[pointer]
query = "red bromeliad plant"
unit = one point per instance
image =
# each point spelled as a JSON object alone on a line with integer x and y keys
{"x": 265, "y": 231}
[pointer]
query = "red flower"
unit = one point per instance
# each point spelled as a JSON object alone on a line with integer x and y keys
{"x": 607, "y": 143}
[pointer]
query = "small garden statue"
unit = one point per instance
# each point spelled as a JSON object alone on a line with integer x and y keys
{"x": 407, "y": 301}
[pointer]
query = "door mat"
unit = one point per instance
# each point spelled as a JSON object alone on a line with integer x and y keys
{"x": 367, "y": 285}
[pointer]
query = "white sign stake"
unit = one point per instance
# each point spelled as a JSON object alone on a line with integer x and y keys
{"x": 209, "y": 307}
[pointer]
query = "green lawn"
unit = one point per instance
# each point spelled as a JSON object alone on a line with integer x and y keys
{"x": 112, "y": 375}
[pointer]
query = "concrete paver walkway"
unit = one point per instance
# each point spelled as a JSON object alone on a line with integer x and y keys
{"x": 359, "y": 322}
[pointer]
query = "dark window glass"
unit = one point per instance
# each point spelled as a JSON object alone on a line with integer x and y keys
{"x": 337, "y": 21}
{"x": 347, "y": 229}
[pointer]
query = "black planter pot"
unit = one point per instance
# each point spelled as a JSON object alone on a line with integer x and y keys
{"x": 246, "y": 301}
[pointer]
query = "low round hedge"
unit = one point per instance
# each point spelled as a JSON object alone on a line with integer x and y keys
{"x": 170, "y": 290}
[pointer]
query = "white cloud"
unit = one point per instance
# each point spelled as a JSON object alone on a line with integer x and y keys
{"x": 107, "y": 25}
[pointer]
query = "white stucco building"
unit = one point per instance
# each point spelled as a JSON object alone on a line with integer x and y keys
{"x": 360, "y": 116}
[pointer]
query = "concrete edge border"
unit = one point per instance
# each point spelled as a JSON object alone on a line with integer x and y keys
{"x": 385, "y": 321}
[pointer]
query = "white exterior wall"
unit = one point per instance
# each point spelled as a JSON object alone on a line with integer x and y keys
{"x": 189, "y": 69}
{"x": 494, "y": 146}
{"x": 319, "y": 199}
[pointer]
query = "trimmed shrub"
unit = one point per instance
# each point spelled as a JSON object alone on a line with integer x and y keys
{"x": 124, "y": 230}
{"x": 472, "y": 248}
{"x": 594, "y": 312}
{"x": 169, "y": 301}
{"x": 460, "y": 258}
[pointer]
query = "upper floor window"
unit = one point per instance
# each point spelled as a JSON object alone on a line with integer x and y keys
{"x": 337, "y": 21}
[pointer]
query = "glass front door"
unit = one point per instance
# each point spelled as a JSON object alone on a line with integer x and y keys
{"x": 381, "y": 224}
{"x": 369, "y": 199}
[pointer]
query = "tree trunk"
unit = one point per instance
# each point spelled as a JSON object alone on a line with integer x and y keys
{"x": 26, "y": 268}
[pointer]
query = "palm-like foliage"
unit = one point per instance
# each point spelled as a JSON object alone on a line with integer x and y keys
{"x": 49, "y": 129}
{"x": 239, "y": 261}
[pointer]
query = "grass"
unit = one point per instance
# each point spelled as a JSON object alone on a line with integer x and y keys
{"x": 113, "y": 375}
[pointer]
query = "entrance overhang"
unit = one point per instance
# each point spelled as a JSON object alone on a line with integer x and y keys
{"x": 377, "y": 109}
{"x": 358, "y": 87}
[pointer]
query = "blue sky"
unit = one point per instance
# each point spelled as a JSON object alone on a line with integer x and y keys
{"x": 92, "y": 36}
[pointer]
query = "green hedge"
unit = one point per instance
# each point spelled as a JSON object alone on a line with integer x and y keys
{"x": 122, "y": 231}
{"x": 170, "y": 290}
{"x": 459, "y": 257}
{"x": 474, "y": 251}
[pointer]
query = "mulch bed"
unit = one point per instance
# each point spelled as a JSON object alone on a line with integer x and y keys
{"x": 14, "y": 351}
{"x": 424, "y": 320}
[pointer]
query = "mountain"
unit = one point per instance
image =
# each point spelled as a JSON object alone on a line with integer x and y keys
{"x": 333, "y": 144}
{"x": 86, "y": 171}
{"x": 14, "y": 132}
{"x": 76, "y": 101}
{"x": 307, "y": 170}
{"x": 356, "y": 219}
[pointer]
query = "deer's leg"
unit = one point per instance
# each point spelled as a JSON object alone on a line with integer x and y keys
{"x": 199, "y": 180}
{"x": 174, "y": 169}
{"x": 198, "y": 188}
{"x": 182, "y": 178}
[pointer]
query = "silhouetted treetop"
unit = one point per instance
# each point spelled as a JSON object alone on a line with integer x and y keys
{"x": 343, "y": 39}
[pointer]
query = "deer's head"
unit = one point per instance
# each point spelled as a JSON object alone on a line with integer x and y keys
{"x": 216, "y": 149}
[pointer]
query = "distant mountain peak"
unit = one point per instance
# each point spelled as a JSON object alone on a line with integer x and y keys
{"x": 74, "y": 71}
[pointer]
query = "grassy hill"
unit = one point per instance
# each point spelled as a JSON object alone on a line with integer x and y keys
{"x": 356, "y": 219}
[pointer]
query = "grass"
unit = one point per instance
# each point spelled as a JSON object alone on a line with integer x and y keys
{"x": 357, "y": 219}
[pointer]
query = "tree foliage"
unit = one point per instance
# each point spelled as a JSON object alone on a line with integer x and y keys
____________________
• SET EXERCISE
Find every line in the items above that contains the word "mountain" and copy each one.

• RESPONSE TO THE TASK
query = "mountain"
query = "distant mountain peak"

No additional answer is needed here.